● **Stored data**
- - - - -

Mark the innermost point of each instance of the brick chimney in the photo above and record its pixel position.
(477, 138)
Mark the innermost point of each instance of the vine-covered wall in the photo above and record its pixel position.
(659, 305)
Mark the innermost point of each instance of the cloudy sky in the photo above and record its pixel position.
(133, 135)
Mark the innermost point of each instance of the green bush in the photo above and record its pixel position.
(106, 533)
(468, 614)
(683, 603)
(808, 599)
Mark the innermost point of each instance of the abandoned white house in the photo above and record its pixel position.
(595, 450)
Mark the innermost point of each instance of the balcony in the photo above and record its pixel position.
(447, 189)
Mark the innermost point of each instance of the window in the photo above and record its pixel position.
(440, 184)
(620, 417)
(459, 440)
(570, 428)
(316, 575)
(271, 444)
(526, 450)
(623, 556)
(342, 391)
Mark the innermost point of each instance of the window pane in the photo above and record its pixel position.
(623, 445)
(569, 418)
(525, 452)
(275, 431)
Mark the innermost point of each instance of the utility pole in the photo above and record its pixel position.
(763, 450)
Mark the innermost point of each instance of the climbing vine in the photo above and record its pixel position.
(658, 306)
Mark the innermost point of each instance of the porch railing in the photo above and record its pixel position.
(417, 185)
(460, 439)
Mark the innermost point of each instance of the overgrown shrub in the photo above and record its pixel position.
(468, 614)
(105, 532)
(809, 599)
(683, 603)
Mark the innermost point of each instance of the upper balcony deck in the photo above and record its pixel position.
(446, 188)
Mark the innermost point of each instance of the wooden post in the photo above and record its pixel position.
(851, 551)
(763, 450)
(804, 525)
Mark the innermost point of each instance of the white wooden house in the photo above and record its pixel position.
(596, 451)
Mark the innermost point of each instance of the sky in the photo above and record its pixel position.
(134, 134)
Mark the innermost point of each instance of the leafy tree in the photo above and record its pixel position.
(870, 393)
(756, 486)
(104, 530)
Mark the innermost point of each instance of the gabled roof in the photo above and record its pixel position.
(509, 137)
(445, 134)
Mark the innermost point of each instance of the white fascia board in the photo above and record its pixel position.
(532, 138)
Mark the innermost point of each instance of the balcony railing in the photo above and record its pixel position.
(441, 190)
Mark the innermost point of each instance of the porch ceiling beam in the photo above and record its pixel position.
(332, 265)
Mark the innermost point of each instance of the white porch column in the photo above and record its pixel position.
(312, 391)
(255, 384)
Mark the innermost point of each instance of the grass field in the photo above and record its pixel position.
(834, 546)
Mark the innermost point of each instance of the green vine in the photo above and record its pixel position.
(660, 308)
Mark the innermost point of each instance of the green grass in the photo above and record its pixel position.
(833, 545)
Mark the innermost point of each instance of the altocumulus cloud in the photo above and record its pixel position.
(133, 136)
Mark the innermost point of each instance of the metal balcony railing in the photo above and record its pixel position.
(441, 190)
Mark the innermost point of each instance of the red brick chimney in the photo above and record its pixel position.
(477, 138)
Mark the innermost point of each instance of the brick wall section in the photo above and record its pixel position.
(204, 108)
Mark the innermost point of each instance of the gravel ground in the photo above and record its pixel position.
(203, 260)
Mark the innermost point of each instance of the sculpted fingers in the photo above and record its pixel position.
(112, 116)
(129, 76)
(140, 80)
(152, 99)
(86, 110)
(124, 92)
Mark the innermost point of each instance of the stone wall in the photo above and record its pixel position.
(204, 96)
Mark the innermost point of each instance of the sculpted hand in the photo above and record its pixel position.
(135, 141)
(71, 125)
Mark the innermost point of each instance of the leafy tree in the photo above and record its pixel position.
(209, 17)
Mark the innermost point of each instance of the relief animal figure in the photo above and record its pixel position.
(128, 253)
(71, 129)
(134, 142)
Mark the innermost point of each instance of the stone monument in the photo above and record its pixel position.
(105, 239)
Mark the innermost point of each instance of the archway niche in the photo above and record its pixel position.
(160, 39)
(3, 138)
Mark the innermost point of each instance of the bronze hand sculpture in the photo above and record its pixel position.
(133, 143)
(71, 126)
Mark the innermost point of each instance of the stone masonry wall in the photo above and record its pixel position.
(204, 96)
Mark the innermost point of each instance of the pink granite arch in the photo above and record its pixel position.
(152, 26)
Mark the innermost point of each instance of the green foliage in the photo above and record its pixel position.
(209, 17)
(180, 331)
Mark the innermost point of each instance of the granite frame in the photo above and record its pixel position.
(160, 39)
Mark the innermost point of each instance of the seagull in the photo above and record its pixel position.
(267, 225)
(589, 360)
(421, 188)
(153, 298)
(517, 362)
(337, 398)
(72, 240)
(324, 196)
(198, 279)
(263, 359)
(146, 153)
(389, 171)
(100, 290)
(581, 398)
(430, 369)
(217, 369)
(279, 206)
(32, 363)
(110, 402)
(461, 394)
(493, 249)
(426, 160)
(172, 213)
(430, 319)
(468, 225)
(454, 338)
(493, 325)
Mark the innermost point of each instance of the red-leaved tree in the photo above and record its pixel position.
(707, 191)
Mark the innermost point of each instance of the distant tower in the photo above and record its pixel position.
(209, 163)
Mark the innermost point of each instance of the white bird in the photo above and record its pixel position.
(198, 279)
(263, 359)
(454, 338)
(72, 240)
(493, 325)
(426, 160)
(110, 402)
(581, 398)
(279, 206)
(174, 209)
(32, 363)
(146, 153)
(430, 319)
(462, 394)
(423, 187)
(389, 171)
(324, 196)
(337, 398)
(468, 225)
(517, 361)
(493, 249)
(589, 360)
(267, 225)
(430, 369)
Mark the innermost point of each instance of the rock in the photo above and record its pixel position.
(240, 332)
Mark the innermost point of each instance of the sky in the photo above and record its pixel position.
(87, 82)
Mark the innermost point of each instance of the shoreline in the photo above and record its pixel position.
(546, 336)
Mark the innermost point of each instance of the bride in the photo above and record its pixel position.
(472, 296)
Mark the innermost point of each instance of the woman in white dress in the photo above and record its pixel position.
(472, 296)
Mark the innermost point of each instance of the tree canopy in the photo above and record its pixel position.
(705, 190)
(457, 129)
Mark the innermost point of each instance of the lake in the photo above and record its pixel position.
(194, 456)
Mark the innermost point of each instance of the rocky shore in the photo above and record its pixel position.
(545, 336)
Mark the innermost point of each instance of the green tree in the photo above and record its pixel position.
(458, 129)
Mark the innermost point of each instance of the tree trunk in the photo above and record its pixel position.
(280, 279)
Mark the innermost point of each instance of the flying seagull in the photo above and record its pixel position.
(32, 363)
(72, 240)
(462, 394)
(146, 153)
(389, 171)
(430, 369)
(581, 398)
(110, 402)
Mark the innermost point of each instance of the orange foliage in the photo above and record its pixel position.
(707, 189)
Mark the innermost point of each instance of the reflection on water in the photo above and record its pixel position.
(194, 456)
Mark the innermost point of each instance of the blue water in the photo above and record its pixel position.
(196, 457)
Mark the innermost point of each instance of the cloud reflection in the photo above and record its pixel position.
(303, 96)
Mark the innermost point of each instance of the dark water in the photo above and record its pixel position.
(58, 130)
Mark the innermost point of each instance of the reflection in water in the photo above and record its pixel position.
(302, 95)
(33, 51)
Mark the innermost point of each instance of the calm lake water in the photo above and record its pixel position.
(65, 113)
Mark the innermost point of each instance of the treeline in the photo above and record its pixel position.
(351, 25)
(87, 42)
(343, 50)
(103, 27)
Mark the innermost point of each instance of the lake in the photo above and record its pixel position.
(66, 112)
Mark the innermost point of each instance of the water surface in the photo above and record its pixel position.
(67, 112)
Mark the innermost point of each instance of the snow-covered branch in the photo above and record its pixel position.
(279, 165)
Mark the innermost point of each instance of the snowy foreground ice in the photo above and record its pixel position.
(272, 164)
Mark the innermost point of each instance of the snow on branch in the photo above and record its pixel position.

- - - - -

● **What is asked**
All of the material above needs to be copied exactly.

● **Complete answer**
Mark the innermost point of each instance of the brick chimney in the photo above and record its pixel position.
(477, 138)
Mark the innermost point of each instance of the vine-covered wall in the photo above and record its pixel position.
(659, 305)
Mark the innermost point of each instance of the cloudy sky in the photo above and record its pixel position.
(133, 135)
Mark the innermost point of each instance of the green bush in the photo above and record its pixel position.
(106, 533)
(468, 614)
(683, 603)
(808, 599)
Mark the innermost point of each instance of the abandoned white house in the photo above and record its pixel position.
(595, 450)
Mark the innermost point of each instance of the balcony in the photo above and record its pixel position.
(447, 189)
Mark the innermost point of each instance of the window in the photo above and record its pixel position.
(440, 184)
(620, 417)
(459, 440)
(570, 428)
(316, 575)
(271, 444)
(526, 450)
(623, 556)
(342, 391)
Mark the innermost point of each instance of the window pane in the photo above and record its pixel position.
(623, 445)
(569, 418)
(525, 452)
(275, 431)
Mark the innermost point of each instance of the utility pole in the photo above and record its pixel position.
(763, 450)
Mark the innermost point of each instance of the climbing vine in the photo above and record its pixel position.
(658, 306)
Mark the innermost point of each instance of the porch railing in the photo above and record its pixel position.
(417, 185)
(460, 439)
Mark the innermost point of each instance of the overgrown shrub in the photo above and record its pixel position.
(468, 614)
(105, 532)
(809, 599)
(683, 603)
Mark the innermost point of each instance of the upper balcony deck in the photo above and record its pixel position.
(446, 188)
Mark the innermost point of each instance of the wooden post in the photo above and record its pixel position.
(851, 551)
(763, 450)
(804, 525)
Mark the innermost point of each instance of the white wooden house in the photo above and record its pixel position.
(596, 451)
Mark the innermost point of each instance of the sky in the photo above and record its pixel position.
(134, 134)
Mark the innermost point of each instance of the leafy tree in the photo above and record its pixel position.
(870, 393)
(756, 486)
(104, 530)
Mark the innermost point of each instance of the gabled roof in the photo above and record its pixel position.
(509, 137)
(445, 134)
Mark the innermost point of each instance of the white fascia board in the photo above and record its pixel position.
(532, 138)
Mark the innermost point of each instance of the balcony railing in the photo above and record its pixel position.
(441, 190)
Mark the innermost point of each instance of the porch ceiling beam in the photo above and record its pixel position.
(332, 265)
Mark the innermost point of each instance of the white porch column in the photo above and record its pixel position.
(312, 391)
(255, 384)
Mark the innermost point of each instance of the grass field in the photo above and record its pixel position.
(834, 546)
Mark the innermost point of each instance of the green vine in the photo above and record its pixel position.
(660, 308)
Mark the innermost point of each instance of the green grass in the photo above and record its pixel position.
(833, 545)
Mark the innermost point of each instance of the altocumulus cloud in the photo above and record its pixel position.
(133, 136)
Mark the innermost point of each instance of the metal balcony railing in the photo above and record its pixel position.
(441, 190)
Mark the innermost point of each instance of the red brick chimney in the photo above and record its pixel position.
(477, 138)
Mark the innermost point of each instance of the brick wall section in the photo above and record its pixel position.
(204, 108)
Mark the innermost point of each instance of the gravel ground in the photo above and record its pixel position.
(203, 260)
Mark the innermost point of each instance of the sculpted fingers in the photo above and record its pixel position.
(112, 116)
(129, 76)
(140, 80)
(152, 99)
(86, 110)
(124, 92)
Mark the innermost point of each instance of the stone wall in the photo above and record its pixel position.
(204, 96)
Mark the innermost point of each instance of the sculpted hand in the photo above and record its pixel position.
(135, 141)
(71, 125)
Mark the innermost point of each instance of the leafy tree in the photo above and record its pixel position.
(209, 17)
Mark the innermost point of each instance of the relief animal figure in the photo above and record its pixel position.
(128, 253)
(71, 129)
(134, 142)
Mark the innermost point of each instance of the stone monument in the photo above and record its pixel position.
(105, 239)
Mark the innermost point of each instance of the archway niche in the photo above and record its pixel position.
(160, 39)
(3, 138)
Mark the innermost point of each instance of the bronze hand sculpture in the photo above and record its pixel position.
(133, 143)
(71, 126)
Mark the innermost point of each instance of the stone masonry wall in the photo above and record its pixel position.
(204, 96)
Mark the innermost point of each instance of the pink granite arch in the photo above and record its pixel position.
(152, 26)
Mark the innermost point of each instance of the green foliage in the photo above and record its pixel position.
(209, 17)
(180, 331)
Mark the innermost point of each instance of the granite frame in the photo above and record its pixel position.
(160, 39)
Mark the innermost point of each instance of the seagull in the photo above and record its pixel position.
(267, 225)
(589, 360)
(421, 188)
(153, 298)
(517, 362)
(337, 398)
(72, 240)
(324, 196)
(198, 279)
(263, 359)
(146, 153)
(389, 171)
(100, 290)
(581, 398)
(430, 369)
(217, 369)
(279, 206)
(32, 363)
(110, 402)
(461, 394)
(493, 249)
(426, 160)
(172, 213)
(430, 319)
(468, 225)
(454, 338)
(493, 325)
Mark the innermost point of each instance of the red-leaved tree in the photo above and record its pixel position.
(707, 191)
Mark the innermost point of each instance of the distant tower in the photo above and record its pixel position.
(209, 163)
Mark the innermost point of each instance of the white bird in the photo above and record its pixel position.
(198, 279)
(263, 359)
(454, 338)
(72, 240)
(493, 325)
(426, 160)
(110, 402)
(581, 398)
(279, 206)
(174, 209)
(32, 363)
(146, 153)
(430, 319)
(462, 394)
(423, 187)
(389, 171)
(324, 196)
(337, 398)
(468, 225)
(517, 361)
(493, 249)
(589, 360)
(267, 225)
(430, 369)
Mark the innermost point of each instance of the rock in the photo above and record its pixel position.
(240, 332)
Mark the innermost point of each instance of the sky in the photo above and record its pixel position.
(87, 82)
Mark the innermost point of each instance of the shoreline in the photo above and record its pixel position.
(546, 336)
Mark the innermost point of each instance of the bride in the photo above and record its pixel position.
(472, 296)
Mark the innermost point of each instance of the woman in white dress in the photo above and record its pixel position.
(472, 296)
Mark the innermost point of each instance of the tree canopy in the photo above and record its pixel position.
(705, 190)
(457, 129)
Mark the innermost point of each instance of the lake in the photo above and record its pixel position.
(194, 456)
Mark the innermost point of each instance of the rocky shore in the photo above and record its pixel position.
(545, 336)
Mark the innermost point of each instance of the green tree in the photo above and record its pixel position.
(458, 129)
Mark the innermost point of each instance of the tree trunk in the photo above and record its pixel position.
(280, 279)
Mark the innermost point of each instance of the flying seagull in the photo above and record its pixel position.
(32, 363)
(72, 240)
(462, 394)
(146, 153)
(389, 171)
(430, 369)
(581, 398)
(110, 402)
Mark the innermost point of each instance of the orange foliage in the photo above and record its pixel position.
(707, 189)
Mark the innermost point of each instance of the reflection on water in the photo above and record its pixel position.
(194, 456)
Mark the innermost point of each instance of the blue water in the photo above and record its pixel position.
(196, 457)
Mark the innermost point of each instance of the cloud reflection in the photo above and record its pixel position.
(303, 96)
Mark the innermost point of each instance of the dark water in the photo above and record its pixel position.
(58, 130)
Mark the innermost point of each instance of the reflection in water in the photo above and record its pixel position.
(302, 95)
(33, 51)
Mark the innermost point of each instance of the calm lake water in the photo above and record its pixel position.
(65, 113)
Mark the innermost point of each instance of the treeline in the photo above and record its pixel position.
(351, 25)
(87, 42)
(343, 50)
(103, 27)
Mark the innermost point of each instance of the lake in the photo above and record its pixel position.
(66, 112)
Mark the innermost point of each instance of the water surface in the photo above and record its pixel position.
(67, 112)
Mark the innermost point of each instance of the snow-covered branch in the photo above and record its pixel position.
(279, 165)
Mark the innermost point of each instance of the snowy foreground ice in the photo above and record its pixel position.
(272, 164)
Mark the innermost point of each instance of the snow on branch in the photo above and record its pixel position.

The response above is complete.